- **Data**
☆ ☆ ☆

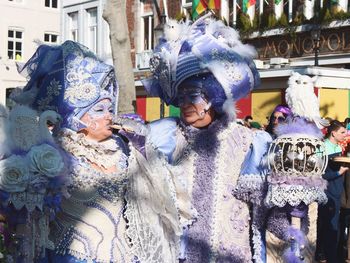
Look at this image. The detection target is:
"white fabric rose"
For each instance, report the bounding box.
[27,144,64,178]
[0,155,29,192]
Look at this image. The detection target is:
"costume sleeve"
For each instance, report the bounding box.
[266,207,291,240]
[147,117,178,162]
[233,130,272,204]
[125,142,195,262]
[114,114,147,157]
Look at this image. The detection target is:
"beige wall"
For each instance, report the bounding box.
[0,0,60,106]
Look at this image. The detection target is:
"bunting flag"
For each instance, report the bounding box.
[192,0,208,19]
[274,0,283,4]
[242,0,256,13]
[208,0,221,10]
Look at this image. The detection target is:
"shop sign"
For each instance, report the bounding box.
[246,27,350,59]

☆ ☆ ☆

For this exercise, write the listing out again exactly, excluding all images.

Look at this image. The detection target is:
"white fabric rose"
For each instance, report the bounding box.
[27,144,64,178]
[0,155,29,192]
Look at this image. The detection target is:
"costume sleeve"
For each instance, report the bounding box.
[266,207,291,240]
[147,117,178,162]
[233,130,272,204]
[125,142,195,262]
[114,114,147,157]
Look at this image. The detection target is:
"beige wall"
For each instance, report the bounding box.
[0,0,60,106]
Look at this image. The detection target is:
"bunting flag"
For each instance, report the bounding box.
[192,0,208,19]
[274,0,283,4]
[242,0,256,13]
[208,0,221,10]
Look at this image. The detection target is:
"shop sign"
For each instance, report the bounding box.
[246,27,350,59]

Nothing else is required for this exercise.